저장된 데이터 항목
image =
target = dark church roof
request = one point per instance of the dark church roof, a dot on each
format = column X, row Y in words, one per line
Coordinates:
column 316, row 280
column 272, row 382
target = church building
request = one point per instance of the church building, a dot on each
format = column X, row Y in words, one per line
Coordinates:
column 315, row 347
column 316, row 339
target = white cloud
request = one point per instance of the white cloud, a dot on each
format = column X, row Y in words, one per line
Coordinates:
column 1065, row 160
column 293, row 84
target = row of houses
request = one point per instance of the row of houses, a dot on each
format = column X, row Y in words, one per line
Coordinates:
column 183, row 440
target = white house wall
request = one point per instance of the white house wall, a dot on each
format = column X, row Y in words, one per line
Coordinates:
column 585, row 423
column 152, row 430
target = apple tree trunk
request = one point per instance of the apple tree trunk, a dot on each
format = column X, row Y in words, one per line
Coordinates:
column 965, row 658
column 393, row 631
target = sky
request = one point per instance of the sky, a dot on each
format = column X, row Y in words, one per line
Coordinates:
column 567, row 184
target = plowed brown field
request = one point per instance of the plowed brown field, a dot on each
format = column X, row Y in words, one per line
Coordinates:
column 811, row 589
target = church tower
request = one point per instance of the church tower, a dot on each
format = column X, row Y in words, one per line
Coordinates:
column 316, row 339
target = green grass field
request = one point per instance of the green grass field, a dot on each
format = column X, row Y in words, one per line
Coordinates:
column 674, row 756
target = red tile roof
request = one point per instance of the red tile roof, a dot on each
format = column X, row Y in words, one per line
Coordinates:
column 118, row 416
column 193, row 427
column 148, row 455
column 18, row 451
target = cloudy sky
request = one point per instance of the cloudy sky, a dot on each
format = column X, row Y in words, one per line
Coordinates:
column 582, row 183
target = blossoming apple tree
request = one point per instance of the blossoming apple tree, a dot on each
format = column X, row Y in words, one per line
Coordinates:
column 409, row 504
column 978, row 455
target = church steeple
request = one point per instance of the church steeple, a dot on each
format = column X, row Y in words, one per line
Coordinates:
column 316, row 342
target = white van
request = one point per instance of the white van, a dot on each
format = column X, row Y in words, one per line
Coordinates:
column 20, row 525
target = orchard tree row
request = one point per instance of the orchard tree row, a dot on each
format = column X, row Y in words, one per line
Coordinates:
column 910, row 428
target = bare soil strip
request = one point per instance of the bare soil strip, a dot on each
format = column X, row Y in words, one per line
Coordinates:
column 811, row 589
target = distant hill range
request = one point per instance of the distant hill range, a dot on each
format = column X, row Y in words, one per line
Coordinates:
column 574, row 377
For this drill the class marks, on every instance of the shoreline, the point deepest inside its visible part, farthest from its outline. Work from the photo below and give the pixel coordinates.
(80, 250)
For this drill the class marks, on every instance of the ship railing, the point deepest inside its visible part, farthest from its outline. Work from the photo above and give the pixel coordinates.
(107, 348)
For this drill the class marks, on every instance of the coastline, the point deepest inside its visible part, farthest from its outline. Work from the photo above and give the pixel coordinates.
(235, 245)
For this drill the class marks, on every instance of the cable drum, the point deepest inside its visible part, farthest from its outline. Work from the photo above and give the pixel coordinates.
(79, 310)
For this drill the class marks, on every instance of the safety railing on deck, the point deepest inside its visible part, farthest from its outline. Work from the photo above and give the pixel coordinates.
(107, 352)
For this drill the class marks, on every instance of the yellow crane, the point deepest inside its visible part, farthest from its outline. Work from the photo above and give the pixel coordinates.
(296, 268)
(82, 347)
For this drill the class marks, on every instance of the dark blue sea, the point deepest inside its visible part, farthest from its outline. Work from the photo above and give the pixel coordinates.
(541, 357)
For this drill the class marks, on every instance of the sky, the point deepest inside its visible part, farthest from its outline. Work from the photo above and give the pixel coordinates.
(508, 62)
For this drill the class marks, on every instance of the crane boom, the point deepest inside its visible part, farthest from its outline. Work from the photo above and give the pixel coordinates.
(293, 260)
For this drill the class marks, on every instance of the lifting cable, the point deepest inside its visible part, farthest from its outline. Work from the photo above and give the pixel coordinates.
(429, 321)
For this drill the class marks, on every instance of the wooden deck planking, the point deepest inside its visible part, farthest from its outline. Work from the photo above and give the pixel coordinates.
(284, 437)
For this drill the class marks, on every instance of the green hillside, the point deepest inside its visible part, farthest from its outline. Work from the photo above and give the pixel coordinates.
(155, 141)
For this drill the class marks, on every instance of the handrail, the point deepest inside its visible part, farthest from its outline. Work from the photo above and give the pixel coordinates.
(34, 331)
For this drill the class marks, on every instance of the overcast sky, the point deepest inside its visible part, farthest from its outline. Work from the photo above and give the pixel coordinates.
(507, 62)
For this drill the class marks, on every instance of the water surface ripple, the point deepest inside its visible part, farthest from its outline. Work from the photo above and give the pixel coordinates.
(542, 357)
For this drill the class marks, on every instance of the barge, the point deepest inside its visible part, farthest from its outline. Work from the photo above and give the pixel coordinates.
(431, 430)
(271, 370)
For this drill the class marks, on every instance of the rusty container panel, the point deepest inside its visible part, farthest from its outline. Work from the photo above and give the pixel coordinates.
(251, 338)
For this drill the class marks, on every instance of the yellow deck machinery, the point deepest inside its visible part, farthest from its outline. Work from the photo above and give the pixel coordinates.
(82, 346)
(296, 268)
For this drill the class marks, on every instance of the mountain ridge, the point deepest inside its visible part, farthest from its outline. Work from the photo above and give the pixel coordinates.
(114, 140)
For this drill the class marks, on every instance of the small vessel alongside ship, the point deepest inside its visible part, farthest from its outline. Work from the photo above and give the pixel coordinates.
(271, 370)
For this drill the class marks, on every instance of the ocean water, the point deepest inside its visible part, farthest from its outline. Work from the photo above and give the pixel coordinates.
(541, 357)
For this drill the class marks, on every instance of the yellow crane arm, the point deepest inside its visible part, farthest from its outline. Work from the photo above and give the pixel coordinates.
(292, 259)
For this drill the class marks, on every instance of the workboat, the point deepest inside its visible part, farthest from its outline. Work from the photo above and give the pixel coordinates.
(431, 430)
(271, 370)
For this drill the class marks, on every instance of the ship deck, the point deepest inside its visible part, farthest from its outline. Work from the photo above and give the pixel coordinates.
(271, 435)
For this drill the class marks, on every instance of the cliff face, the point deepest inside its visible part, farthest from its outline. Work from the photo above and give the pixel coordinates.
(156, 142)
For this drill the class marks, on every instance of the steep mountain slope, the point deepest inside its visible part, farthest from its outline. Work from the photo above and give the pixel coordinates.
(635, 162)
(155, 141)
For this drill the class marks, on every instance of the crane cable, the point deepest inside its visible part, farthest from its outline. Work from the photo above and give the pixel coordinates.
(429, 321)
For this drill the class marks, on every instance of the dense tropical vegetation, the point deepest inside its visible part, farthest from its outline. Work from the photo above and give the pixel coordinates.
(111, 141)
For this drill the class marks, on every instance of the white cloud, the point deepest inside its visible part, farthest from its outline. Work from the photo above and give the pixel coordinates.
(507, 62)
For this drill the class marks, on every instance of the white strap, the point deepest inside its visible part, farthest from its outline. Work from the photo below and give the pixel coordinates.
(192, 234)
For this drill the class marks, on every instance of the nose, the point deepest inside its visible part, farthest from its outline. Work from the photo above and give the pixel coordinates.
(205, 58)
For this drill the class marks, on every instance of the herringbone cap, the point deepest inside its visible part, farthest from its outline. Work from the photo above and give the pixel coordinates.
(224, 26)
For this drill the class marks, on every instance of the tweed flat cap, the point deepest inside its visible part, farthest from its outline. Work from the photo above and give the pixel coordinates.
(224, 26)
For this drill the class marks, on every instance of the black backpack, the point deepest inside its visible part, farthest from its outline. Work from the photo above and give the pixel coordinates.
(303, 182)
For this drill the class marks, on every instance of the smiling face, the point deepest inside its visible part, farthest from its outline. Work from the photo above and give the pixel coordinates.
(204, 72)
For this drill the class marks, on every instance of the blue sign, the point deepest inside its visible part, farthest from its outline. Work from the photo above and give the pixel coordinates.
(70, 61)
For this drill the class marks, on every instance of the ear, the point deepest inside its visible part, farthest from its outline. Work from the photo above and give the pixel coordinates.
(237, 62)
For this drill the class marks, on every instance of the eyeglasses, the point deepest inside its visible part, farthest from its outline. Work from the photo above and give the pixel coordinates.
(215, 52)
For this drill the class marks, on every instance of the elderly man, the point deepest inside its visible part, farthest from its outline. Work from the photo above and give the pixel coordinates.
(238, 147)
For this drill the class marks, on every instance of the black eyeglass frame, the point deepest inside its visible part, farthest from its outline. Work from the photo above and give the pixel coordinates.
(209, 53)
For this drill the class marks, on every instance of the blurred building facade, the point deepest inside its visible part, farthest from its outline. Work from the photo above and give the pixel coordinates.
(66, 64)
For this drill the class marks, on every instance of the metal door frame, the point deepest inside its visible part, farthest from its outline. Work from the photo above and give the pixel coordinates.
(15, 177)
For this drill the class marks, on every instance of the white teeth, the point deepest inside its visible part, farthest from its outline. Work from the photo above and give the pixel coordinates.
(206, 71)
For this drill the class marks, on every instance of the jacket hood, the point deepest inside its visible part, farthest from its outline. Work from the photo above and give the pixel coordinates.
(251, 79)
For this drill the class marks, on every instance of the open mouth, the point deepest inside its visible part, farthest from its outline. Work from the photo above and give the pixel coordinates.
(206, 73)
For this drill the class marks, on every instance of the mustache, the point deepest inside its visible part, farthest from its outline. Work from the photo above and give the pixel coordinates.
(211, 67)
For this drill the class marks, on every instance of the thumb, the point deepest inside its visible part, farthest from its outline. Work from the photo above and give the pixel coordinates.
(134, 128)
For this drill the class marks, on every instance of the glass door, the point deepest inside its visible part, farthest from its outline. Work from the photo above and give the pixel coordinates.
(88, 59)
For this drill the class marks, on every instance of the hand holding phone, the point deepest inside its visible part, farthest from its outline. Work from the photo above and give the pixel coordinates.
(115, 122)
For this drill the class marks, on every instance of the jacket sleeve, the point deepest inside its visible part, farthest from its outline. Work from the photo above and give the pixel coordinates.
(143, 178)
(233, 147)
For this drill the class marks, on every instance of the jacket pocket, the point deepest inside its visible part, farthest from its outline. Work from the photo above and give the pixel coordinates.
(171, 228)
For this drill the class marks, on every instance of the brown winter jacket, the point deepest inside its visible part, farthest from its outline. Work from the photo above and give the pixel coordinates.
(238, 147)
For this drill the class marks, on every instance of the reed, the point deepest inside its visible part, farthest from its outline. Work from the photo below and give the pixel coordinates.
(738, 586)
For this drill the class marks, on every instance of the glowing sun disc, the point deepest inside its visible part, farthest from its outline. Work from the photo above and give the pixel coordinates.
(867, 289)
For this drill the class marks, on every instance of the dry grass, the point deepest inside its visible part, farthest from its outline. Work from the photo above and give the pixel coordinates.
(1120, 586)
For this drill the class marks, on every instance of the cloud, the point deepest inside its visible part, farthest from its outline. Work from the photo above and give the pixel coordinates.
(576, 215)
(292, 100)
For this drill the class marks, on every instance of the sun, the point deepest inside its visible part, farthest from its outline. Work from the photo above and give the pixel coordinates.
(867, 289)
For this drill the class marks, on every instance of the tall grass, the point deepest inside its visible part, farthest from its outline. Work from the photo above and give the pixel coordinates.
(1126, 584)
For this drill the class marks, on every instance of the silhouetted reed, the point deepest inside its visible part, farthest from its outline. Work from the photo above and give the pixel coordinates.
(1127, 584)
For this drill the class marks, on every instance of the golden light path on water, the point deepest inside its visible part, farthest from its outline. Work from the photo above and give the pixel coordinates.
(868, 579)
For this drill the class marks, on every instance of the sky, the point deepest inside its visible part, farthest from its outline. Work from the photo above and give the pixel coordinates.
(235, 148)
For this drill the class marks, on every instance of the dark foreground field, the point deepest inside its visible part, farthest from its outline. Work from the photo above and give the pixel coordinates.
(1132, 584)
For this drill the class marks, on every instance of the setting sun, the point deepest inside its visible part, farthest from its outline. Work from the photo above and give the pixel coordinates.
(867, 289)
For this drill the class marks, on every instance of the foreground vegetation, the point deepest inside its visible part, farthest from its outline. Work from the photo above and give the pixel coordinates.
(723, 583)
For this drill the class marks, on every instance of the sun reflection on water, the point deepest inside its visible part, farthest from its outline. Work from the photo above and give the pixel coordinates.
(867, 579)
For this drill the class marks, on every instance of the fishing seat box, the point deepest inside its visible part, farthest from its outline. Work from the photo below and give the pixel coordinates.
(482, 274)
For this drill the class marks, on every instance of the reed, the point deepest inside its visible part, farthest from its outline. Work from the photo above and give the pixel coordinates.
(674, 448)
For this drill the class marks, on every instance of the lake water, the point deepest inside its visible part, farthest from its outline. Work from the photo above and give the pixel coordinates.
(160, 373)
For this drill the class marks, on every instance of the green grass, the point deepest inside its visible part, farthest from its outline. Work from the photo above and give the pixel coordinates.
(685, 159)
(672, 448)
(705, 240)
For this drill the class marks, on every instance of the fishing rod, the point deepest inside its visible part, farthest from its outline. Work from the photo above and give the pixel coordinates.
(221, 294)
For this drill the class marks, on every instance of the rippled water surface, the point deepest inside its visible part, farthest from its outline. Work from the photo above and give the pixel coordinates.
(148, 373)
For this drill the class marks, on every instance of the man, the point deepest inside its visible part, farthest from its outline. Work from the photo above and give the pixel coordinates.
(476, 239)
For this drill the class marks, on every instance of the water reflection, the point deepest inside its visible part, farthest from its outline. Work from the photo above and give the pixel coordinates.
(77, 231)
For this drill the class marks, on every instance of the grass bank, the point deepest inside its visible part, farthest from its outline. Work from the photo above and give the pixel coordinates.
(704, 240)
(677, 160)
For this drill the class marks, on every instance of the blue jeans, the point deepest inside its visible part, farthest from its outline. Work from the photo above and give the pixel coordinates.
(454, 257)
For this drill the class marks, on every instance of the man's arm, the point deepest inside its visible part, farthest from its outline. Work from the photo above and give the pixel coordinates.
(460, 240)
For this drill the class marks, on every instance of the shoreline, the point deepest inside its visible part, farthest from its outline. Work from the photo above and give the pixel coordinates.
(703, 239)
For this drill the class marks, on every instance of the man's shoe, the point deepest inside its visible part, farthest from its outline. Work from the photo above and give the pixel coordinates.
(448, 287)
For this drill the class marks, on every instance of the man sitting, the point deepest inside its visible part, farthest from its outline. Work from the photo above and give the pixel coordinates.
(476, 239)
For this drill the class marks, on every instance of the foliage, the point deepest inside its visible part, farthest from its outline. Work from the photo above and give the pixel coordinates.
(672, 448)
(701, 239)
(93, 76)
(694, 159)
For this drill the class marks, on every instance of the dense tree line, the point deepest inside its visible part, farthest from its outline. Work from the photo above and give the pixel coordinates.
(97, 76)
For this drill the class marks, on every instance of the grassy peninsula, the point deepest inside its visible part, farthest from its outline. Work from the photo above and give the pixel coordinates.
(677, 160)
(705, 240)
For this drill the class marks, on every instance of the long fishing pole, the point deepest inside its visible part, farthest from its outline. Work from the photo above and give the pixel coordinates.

연습 과제: "target = orchard tree row" 문구가 들어 있는 줄부터 "column 574, row 377" 문구가 들어 있는 줄까지, 양 끝 줄을 포함해 한 글자도 바꾸지 않고 그대로 옮겨 적어 주시겠어요?

완성 답안:
target = orchard tree row
request = one point per instance of the orchard tree row, a dot on each
format = column X, row Y in words, one per line
Coordinates:
column 910, row 428
target = bare soil strip
request = one point per instance of the bare soil strip, a dot on each
format = column X, row Y in words, one per line
Coordinates:
column 811, row 589
target = distant hill range
request = one point per instance of the distant hill range, a dot on each
format = column X, row Y in words, one per line
Coordinates:
column 574, row 377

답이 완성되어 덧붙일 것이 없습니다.